### EXTRACT ###

- About 100 people attended the event hosted by the Canton Area League of Women Voters.
- The group recorded video of the event, which will be posted at CantonLWV.org.
- Themes of social justice, economics and prohibition reoccurred throughout the evening.
PLAIN TWP. − A panel of legal, industry and treatment professionals shared their thoughts about Issue 2, the statewide initiative to legalize recreational cannabis, at a public forum Thursday evening.
Most of the panelists shared positive views about the ballot initiative ― saying a regulated market would make drug use safer, expand access to people unable to participate in the state’s medical program, and generate additional tax revenue. The forum ended with wide-ranging questions and answers.
About 100 people attended the event hosted by the Canton Area League of Women Voters (LWV) at Trinity United Church of Christ.
The panelists were J. Dean Carro, a retired professor from the University of Akron School of Law; Tom Haren, spokesman for the Coalition to Legalize Marijuana Like Alcohol and a partner at Frantz Ward LLP in Cleveland; Matt Hisrich, co-owner of Quonset Hut; Keith Hochadel, a Canton Township trustee and clinical counselor; Luke Marino, the owner of Ratio Cannabis in New Philadelphia; and Derek McClowry, a Canton Municipal Court magistrate.
The LWV recorded video of the event, which will be posted at CantonLWV.org.
Joseph Martuccio, a retired Canton City Law Director and LWV member, moderated. He opened the discussion with a brief background on cannabis regulation and the matter up for a vote on Nov. 7.
“This is a citizen-driven initiative,” he said.
The Coalition to Regulate Marijuana Like Alcohol proposed the law, which would allow adults 21 and older to buy and possess 2.5 ounces of cannabis and 15 grams of concentrates. They could also grow a maximum of six plants individually and up to 12 in a household with multiple adults.
It’s an initiated statute rather than a constitutional amendment, so the Legislature could change the language. Haren said that was by design since the industry is constantly evolving.
The pros allowing medical marijuana in Ohio
Themes of social justice, economics and prohibition reoccurred throughout the evening. panelists made the case that:
- Issue 2 would be a step toward correcting the damage of prohibition. Haren said that, although cannabis use is about equal among white and Black people, the criminal justice system has disproportionately punished Black Americans. “We view Issue 2 as a justice issue,” he said.

###

**EXERCISE PROMPT**
From the article on the Issue 2 forum, extract everything from "The panelists were" down to "Municipal Court magistrate.". Rely only on the article itself.

### SUPPLIED MATERIAL ###

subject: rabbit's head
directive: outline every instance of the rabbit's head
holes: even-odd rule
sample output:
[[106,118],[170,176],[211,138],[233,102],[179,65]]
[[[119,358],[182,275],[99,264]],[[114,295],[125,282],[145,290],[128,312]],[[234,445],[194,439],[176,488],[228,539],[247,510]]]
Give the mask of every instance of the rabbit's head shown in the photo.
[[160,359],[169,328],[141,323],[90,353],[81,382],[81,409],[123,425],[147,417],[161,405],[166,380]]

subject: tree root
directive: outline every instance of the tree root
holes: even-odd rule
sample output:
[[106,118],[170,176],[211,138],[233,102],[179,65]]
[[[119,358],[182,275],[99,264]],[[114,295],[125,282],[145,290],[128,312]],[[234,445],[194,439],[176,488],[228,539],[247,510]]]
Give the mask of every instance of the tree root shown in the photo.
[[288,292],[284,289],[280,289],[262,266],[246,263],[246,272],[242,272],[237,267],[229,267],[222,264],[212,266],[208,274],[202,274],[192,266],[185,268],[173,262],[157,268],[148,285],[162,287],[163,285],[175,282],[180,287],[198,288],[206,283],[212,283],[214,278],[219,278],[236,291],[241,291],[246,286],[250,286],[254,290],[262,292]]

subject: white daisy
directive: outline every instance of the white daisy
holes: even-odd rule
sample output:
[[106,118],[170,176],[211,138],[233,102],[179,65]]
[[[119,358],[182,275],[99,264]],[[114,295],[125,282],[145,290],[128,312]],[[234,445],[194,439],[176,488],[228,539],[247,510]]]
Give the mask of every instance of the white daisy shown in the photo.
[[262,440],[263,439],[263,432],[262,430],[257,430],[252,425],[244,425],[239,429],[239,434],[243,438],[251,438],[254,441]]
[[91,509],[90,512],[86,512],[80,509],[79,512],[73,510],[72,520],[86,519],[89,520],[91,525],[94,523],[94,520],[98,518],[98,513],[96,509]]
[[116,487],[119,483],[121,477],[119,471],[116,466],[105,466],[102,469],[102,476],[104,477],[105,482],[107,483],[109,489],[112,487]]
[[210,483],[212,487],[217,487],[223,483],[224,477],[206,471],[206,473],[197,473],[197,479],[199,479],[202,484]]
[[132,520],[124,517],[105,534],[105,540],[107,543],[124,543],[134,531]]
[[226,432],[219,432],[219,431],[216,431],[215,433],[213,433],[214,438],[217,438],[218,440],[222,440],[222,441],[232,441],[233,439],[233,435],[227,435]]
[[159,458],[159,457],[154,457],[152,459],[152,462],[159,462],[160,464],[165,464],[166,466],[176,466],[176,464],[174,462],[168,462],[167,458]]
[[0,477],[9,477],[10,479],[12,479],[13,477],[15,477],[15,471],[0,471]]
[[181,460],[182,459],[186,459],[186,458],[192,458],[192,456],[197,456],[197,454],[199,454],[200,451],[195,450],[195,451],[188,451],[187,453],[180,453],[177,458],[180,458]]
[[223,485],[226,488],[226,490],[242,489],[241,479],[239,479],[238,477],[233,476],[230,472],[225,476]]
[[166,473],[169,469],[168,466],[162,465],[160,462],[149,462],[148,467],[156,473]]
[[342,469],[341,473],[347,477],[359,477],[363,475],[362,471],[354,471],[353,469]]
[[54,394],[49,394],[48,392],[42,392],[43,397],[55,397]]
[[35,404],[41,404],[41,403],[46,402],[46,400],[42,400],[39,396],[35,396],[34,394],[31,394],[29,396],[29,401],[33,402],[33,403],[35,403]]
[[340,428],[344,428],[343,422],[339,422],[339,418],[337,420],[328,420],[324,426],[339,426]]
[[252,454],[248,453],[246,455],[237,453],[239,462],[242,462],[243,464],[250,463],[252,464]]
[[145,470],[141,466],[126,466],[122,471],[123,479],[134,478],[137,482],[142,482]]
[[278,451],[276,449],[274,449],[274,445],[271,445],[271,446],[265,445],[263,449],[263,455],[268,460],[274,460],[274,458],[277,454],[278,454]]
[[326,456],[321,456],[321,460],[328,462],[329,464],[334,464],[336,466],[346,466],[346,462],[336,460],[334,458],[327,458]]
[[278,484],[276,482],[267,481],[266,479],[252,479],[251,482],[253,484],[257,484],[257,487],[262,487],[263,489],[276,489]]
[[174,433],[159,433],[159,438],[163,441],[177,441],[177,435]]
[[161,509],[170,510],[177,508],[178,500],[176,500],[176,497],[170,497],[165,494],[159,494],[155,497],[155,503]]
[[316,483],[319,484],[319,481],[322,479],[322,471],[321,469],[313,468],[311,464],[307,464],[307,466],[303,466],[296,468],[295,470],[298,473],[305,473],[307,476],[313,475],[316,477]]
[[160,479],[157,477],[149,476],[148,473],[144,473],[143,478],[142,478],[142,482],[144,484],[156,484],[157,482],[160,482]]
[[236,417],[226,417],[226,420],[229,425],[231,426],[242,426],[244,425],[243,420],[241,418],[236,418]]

###

**TASK SOLUTION**
The panelists were J. Dean Carro, a retired professor from the University of Akron School of Law; Tom Haren, spokesman for the Coalition to Legalize Marijuana Like Alcohol and a partner at Frantz Ward LLP in Cleveland; Matt Hisrich, co-owner of Quonset Hut; Keith Hochadel, a Canton Township trustee and clinical counselor; Luke Marino, the owner of Ratio Cannabis in New Philadelphia; and Derek McClowry, a Canton Municipal Court magistrate.